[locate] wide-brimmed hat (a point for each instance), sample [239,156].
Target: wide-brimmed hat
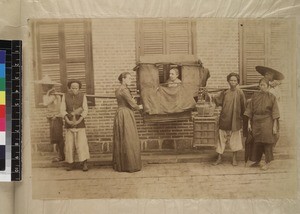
[263,70]
[46,80]
[74,81]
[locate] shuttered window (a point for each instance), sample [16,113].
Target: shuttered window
[63,51]
[165,37]
[264,42]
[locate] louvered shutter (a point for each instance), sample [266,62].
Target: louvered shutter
[64,52]
[164,37]
[252,36]
[48,45]
[75,52]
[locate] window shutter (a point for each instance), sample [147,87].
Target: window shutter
[75,52]
[63,51]
[48,44]
[164,37]
[252,36]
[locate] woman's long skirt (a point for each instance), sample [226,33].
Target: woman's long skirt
[126,144]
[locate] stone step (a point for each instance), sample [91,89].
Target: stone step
[45,160]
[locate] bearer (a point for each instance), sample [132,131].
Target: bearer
[230,123]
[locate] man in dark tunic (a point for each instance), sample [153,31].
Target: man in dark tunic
[263,114]
[230,122]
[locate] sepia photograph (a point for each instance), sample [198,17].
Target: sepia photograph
[156,108]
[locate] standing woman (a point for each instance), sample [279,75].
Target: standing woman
[74,109]
[126,144]
[263,115]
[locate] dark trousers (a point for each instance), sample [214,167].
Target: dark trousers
[56,135]
[259,149]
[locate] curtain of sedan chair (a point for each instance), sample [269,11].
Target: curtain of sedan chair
[191,79]
[161,99]
[149,83]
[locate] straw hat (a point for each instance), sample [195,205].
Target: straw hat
[46,80]
[263,70]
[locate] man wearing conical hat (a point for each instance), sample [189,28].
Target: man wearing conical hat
[53,103]
[274,77]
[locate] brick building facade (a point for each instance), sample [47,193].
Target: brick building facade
[114,51]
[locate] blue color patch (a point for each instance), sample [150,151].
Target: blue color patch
[2,56]
[2,70]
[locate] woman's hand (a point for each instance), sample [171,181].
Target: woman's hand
[68,121]
[275,127]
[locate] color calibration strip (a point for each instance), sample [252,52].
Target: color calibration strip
[2,109]
[12,106]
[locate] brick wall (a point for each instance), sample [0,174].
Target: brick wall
[218,48]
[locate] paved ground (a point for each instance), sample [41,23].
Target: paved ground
[169,180]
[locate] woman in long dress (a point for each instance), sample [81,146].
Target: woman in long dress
[126,144]
[263,115]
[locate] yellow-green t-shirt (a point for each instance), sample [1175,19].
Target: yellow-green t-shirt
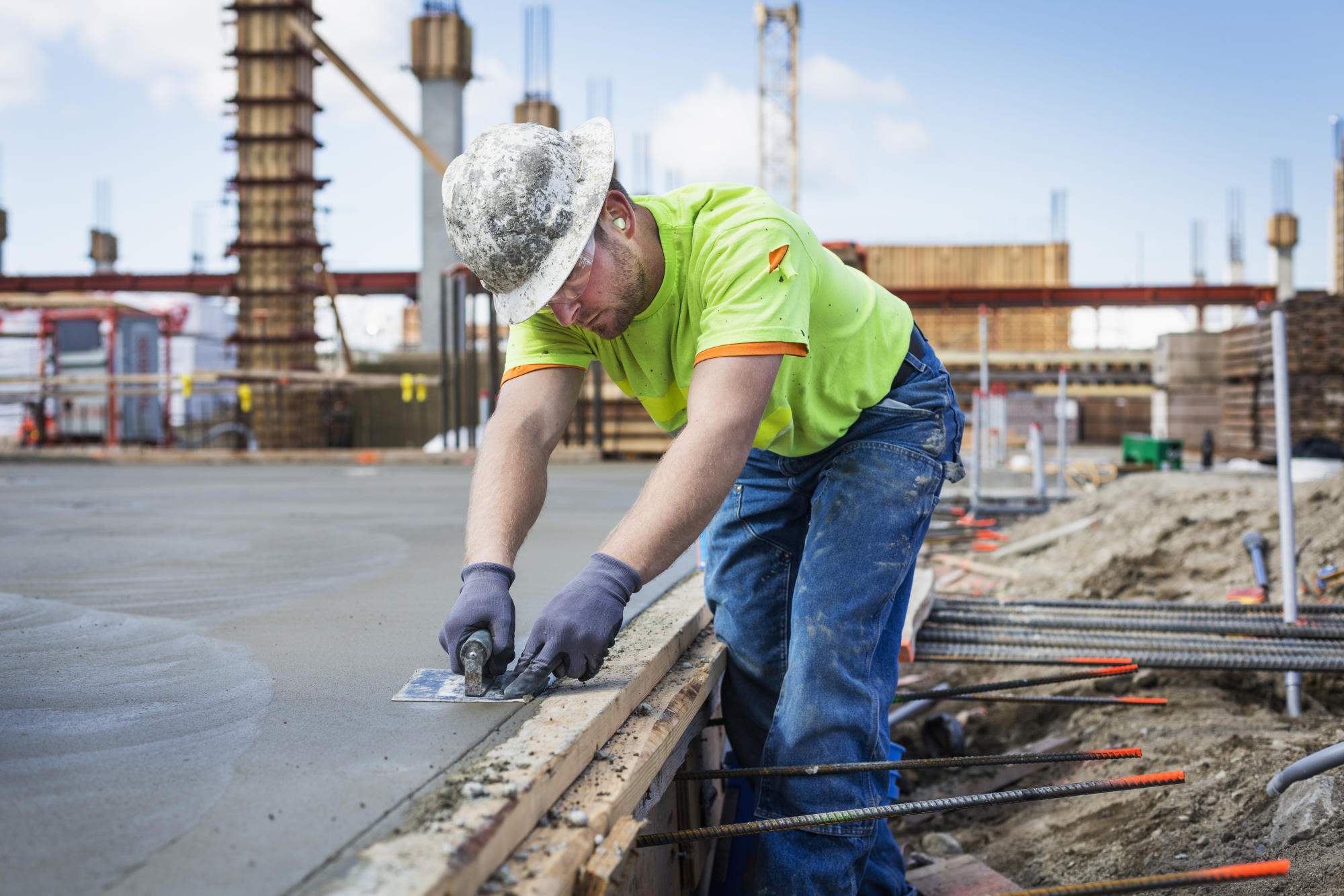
[744,276]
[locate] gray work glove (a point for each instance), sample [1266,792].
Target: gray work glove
[579,627]
[482,604]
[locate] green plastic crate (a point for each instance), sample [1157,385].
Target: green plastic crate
[1140,448]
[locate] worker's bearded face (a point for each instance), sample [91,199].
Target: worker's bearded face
[616,292]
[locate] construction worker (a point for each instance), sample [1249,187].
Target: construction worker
[815,431]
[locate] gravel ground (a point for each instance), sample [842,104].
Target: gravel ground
[1165,537]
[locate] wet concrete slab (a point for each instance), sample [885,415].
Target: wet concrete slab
[197,664]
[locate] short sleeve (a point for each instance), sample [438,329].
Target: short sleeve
[541,342]
[757,292]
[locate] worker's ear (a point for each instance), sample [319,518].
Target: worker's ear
[620,214]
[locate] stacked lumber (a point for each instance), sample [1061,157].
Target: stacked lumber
[1315,335]
[1315,408]
[1002,265]
[1240,429]
[1189,370]
[1021,330]
[1104,420]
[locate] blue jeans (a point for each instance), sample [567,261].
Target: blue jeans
[808,574]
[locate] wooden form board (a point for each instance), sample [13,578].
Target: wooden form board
[529,764]
[628,780]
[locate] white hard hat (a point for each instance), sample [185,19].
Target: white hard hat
[521,205]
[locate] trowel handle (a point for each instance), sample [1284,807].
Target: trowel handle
[479,647]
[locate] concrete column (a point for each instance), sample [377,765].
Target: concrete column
[442,61]
[442,127]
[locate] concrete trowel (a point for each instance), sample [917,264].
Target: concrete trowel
[476,686]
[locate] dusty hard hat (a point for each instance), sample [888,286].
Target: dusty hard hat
[521,205]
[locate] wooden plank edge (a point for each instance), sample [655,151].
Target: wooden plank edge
[525,768]
[626,781]
[601,871]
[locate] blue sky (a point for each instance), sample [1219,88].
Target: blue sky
[923,123]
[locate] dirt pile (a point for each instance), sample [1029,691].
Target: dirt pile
[1166,537]
[1177,537]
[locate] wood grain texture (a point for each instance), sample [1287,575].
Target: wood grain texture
[603,868]
[494,799]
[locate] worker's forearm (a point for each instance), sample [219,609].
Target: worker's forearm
[679,500]
[509,490]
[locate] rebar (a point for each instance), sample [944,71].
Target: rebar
[1075,640]
[1224,875]
[950,762]
[936,652]
[1162,607]
[1264,629]
[1046,698]
[916,808]
[902,697]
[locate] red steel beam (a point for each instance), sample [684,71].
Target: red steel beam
[350,284]
[1084,296]
[405,284]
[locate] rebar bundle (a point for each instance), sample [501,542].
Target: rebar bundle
[950,762]
[1018,683]
[947,804]
[1224,875]
[947,652]
[1076,640]
[1143,607]
[1261,628]
[1046,698]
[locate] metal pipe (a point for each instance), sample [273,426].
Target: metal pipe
[1146,624]
[983,439]
[443,358]
[927,652]
[950,762]
[1307,768]
[1062,418]
[1222,875]
[916,808]
[1037,445]
[978,457]
[1019,683]
[1287,531]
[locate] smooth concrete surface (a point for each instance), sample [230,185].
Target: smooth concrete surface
[197,664]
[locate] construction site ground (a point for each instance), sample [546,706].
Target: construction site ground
[1162,537]
[197,663]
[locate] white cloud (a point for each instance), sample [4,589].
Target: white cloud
[374,38]
[175,49]
[900,138]
[708,135]
[490,96]
[827,79]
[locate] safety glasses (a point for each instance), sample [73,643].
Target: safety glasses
[579,279]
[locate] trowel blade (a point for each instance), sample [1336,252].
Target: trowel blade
[443,686]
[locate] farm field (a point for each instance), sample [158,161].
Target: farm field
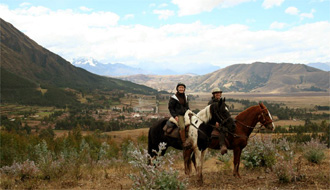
[217,174]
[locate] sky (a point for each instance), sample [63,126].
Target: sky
[180,35]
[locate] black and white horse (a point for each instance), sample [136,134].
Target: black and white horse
[216,112]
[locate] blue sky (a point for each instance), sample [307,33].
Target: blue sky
[177,34]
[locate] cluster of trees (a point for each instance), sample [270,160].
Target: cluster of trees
[305,133]
[89,123]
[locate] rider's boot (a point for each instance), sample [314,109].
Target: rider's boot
[185,144]
[223,147]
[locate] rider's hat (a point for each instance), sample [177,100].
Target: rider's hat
[180,84]
[215,90]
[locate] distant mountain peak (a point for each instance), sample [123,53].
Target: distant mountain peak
[85,61]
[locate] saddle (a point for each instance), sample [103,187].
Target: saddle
[171,129]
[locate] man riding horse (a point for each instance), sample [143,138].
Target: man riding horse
[178,105]
[219,133]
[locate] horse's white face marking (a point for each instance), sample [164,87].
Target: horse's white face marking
[270,115]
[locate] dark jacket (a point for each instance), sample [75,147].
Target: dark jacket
[176,108]
[213,100]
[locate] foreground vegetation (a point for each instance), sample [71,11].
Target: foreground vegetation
[33,161]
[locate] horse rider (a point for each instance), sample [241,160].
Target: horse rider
[216,96]
[178,105]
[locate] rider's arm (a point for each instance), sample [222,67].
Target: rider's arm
[171,107]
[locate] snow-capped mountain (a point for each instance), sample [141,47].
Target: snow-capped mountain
[322,66]
[117,69]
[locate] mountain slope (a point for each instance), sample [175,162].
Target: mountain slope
[255,77]
[23,57]
[265,77]
[116,69]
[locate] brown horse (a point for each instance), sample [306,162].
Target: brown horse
[245,123]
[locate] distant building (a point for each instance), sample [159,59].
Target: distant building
[144,109]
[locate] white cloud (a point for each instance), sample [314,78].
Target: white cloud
[307,15]
[163,5]
[192,7]
[163,14]
[85,9]
[292,11]
[278,25]
[128,16]
[97,34]
[267,4]
[24,4]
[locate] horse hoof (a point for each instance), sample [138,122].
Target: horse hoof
[187,145]
[223,150]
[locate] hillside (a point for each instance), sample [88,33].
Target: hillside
[255,77]
[160,82]
[23,57]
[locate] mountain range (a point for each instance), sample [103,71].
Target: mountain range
[255,77]
[23,61]
[31,74]
[119,69]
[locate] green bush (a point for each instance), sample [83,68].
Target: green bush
[313,151]
[158,175]
[259,153]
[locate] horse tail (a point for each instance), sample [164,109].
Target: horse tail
[150,142]
[155,136]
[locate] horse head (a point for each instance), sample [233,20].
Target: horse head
[222,115]
[265,117]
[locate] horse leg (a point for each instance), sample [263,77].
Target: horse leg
[187,161]
[237,158]
[201,167]
[198,159]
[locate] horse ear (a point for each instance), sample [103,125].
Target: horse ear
[220,102]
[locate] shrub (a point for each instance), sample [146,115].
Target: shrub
[284,170]
[226,159]
[259,153]
[159,175]
[27,169]
[313,151]
[285,149]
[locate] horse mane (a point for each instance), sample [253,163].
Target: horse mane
[205,114]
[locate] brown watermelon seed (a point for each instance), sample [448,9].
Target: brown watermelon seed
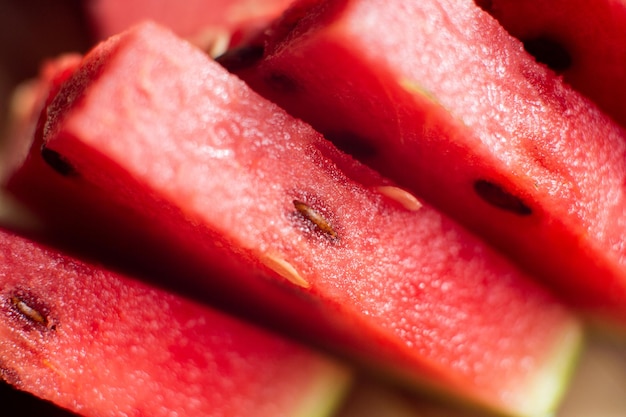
[57,162]
[283,268]
[403,197]
[498,197]
[315,218]
[10,376]
[549,52]
[241,58]
[36,313]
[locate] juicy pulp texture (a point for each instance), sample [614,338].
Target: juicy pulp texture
[210,23]
[278,218]
[101,344]
[437,96]
[581,39]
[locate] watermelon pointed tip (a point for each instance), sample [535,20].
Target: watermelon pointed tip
[327,391]
[547,387]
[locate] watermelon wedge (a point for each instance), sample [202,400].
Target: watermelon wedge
[101,344]
[181,152]
[582,39]
[211,24]
[437,96]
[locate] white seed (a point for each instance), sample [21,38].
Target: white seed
[406,199]
[283,268]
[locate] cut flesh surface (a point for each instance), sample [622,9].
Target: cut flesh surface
[581,39]
[450,106]
[290,224]
[101,344]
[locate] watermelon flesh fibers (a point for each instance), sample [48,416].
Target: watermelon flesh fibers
[582,39]
[437,96]
[337,254]
[101,344]
[211,24]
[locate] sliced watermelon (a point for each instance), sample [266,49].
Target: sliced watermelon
[101,344]
[436,95]
[581,39]
[212,24]
[149,127]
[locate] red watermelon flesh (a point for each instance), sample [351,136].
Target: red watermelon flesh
[581,39]
[211,23]
[290,224]
[101,344]
[436,95]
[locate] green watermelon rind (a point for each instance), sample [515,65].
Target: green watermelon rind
[327,392]
[548,388]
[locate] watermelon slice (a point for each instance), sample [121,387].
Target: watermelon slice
[211,24]
[436,95]
[101,344]
[178,150]
[582,39]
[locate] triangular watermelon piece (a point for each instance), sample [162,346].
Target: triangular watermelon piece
[212,24]
[273,216]
[101,344]
[581,39]
[436,95]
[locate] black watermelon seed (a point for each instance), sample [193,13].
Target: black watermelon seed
[498,197]
[549,52]
[57,162]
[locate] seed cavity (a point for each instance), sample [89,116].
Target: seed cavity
[404,198]
[315,219]
[486,5]
[241,58]
[353,144]
[498,197]
[283,268]
[35,313]
[549,52]
[57,162]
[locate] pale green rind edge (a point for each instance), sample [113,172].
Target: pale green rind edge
[329,386]
[547,388]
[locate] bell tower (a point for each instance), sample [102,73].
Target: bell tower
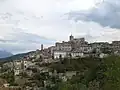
[71,37]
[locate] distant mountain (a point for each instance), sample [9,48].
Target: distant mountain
[4,54]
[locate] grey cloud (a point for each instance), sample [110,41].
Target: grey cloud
[106,14]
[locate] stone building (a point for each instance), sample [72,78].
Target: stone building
[116,46]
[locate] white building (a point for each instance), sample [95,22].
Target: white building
[75,54]
[58,53]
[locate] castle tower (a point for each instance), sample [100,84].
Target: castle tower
[41,46]
[71,38]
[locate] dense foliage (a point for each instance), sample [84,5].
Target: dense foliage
[99,74]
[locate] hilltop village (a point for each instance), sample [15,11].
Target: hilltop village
[42,68]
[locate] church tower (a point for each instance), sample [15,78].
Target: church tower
[41,46]
[71,38]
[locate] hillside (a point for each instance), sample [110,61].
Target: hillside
[16,57]
[4,54]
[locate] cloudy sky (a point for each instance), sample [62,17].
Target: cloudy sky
[25,24]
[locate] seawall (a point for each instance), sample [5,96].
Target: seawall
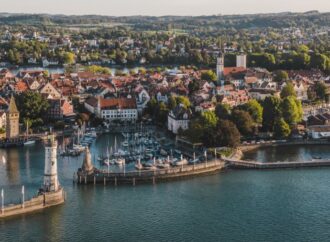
[37,203]
[136,177]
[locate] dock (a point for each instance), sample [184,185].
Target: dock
[243,164]
[148,176]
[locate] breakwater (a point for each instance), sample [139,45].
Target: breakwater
[149,176]
[41,201]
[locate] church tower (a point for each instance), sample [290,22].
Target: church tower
[220,66]
[12,120]
[51,183]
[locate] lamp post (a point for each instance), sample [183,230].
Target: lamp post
[23,193]
[2,201]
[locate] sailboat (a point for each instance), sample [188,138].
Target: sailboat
[28,141]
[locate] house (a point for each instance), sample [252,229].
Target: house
[178,118]
[319,131]
[59,109]
[261,94]
[3,120]
[50,90]
[122,109]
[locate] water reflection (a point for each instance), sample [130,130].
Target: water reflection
[13,166]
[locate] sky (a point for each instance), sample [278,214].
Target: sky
[161,7]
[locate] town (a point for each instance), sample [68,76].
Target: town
[163,126]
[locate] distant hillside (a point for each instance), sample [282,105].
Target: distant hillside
[279,20]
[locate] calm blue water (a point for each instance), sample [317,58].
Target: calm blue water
[278,205]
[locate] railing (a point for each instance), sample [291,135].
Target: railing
[161,171]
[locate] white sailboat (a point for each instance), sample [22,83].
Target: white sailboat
[28,141]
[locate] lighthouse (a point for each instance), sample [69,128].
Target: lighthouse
[220,66]
[51,183]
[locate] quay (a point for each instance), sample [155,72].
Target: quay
[90,175]
[243,164]
[50,194]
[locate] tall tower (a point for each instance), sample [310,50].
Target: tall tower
[241,60]
[87,164]
[51,183]
[12,120]
[220,66]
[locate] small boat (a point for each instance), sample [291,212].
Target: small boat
[120,161]
[29,142]
[317,157]
[138,165]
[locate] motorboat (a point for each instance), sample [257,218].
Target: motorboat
[120,161]
[29,142]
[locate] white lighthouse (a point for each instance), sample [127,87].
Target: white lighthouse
[220,66]
[51,183]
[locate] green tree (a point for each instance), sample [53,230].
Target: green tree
[288,90]
[68,58]
[183,100]
[281,128]
[254,108]
[281,76]
[227,134]
[291,110]
[243,121]
[209,75]
[33,108]
[223,111]
[321,91]
[271,110]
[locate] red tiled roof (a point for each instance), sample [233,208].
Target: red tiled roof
[118,103]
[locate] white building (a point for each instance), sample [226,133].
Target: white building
[319,131]
[178,118]
[122,109]
[241,60]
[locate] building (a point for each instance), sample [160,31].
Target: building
[178,118]
[121,109]
[319,131]
[12,120]
[241,60]
[59,109]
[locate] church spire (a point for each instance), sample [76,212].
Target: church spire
[12,106]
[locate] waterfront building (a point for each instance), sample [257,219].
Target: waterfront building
[12,120]
[121,109]
[178,118]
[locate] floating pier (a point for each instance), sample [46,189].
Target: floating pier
[133,178]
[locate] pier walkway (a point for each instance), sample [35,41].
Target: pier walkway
[149,176]
[243,164]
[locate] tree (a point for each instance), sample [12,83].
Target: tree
[288,90]
[254,108]
[281,76]
[209,76]
[321,91]
[33,108]
[171,103]
[184,101]
[223,111]
[227,134]
[281,128]
[271,110]
[291,110]
[209,119]
[69,58]
[243,121]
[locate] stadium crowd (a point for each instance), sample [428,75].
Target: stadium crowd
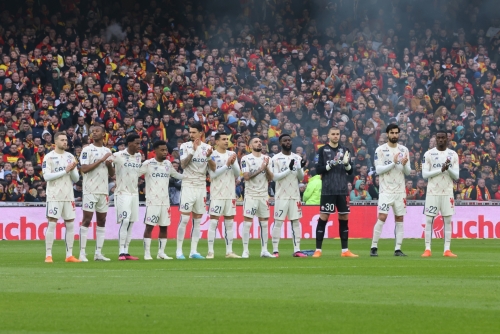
[270,68]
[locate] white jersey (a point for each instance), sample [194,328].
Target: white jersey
[441,184]
[95,181]
[257,186]
[287,187]
[157,175]
[127,172]
[223,186]
[60,189]
[393,181]
[195,173]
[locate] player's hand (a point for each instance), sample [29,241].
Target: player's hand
[405,159]
[446,165]
[196,143]
[105,157]
[396,157]
[347,156]
[70,167]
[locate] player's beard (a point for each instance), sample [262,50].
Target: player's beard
[286,148]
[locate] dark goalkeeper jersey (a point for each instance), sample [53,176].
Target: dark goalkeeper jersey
[334,181]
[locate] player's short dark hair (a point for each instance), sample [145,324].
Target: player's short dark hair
[392,127]
[131,138]
[283,135]
[219,134]
[159,143]
[197,126]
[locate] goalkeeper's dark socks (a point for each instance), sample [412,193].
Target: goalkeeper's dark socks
[320,233]
[344,233]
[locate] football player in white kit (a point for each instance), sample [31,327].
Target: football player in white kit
[127,166]
[392,163]
[194,161]
[223,169]
[257,174]
[440,167]
[157,172]
[59,170]
[287,168]
[96,169]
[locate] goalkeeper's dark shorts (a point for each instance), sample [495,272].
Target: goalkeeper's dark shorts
[334,203]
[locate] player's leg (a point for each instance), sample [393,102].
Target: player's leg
[147,238]
[431,209]
[53,213]
[229,234]
[280,212]
[294,213]
[162,242]
[134,216]
[101,216]
[263,214]
[212,228]
[399,209]
[88,207]
[343,209]
[199,208]
[185,208]
[384,203]
[447,211]
[68,214]
[249,210]
[327,206]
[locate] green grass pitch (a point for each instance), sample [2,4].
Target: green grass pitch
[285,295]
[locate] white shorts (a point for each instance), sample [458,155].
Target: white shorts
[127,207]
[223,207]
[95,203]
[64,210]
[396,201]
[287,208]
[435,204]
[193,200]
[157,215]
[256,207]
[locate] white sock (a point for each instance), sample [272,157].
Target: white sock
[162,242]
[447,232]
[122,235]
[228,225]
[276,234]
[296,235]
[129,236]
[377,230]
[399,231]
[147,246]
[181,231]
[428,231]
[195,235]
[246,235]
[69,238]
[211,234]
[83,238]
[49,238]
[264,234]
[99,243]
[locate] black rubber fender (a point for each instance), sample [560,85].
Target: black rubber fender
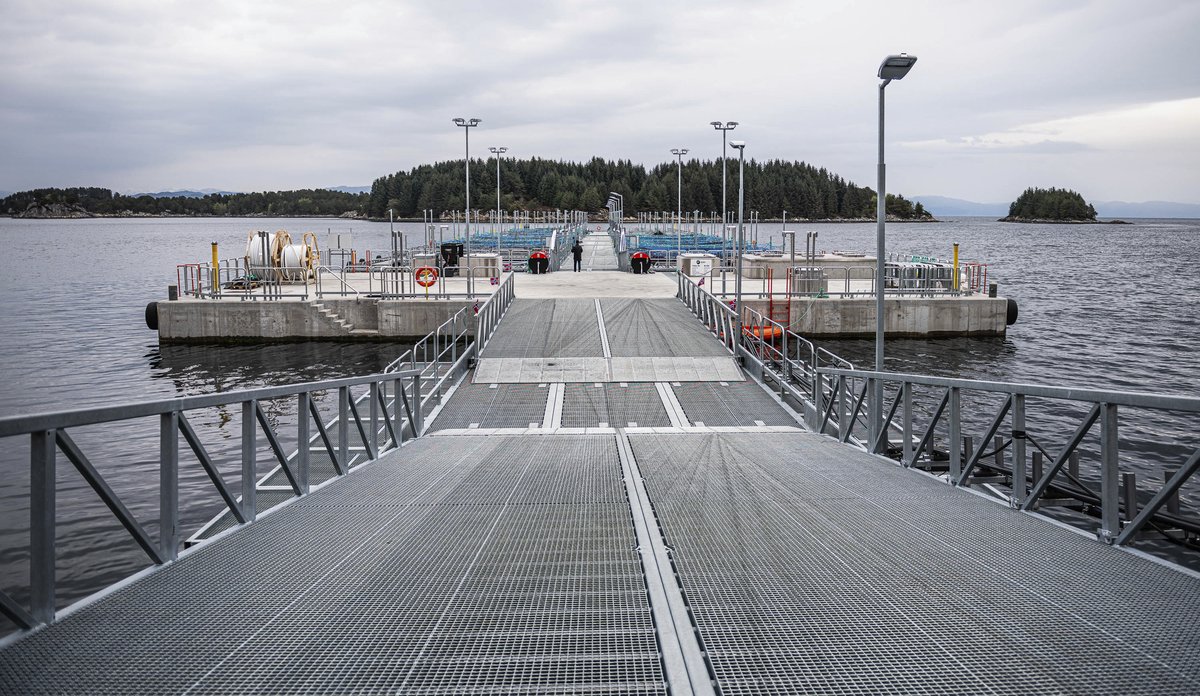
[153,316]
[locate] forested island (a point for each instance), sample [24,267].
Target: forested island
[90,202]
[1050,205]
[772,187]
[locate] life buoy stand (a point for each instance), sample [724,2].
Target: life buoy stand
[426,276]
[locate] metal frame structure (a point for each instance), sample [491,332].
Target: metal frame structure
[1120,520]
[835,399]
[390,408]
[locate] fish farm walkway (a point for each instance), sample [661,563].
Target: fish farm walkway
[606,505]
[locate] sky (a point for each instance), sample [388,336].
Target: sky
[1101,96]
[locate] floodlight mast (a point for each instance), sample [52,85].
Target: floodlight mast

■ ■ ■ ■

» **What needs to be done**
Rewrite the records from the line with "[locate] black rubber" through the end of the records, requests included and pictures left out. Scale every coordinate in the answers by 1.4, rounding to whole numbers with halves going up, and leave the sample points in the requests unchanged.

» **Result of this task**
[locate] black rubber fender (a point for each instance), sample [560,85].
Target: black rubber fender
[214,442]
[locate] forested island (a point for each instance), sample [24,267].
Target: forested island
[126,283]
[1470,287]
[1081,262]
[locate] life buoy stand (a point for each instance), sample [724,2].
Target: life buoy stand
[596,386]
[locate] metal frame structure (a point for each instance), sample [491,332].
Target: metal frame structure
[1568,728]
[1169,559]
[546,571]
[locate] fish farm walkway (a point for each instance), sample [661,563].
Target: fish farm walkway
[848,707]
[locate] sky (a point for each instance), sample [388,336].
Target: sky
[1541,134]
[locate] floodlight mast (a point for each instance), sample [52,85].
Target: floodlight mast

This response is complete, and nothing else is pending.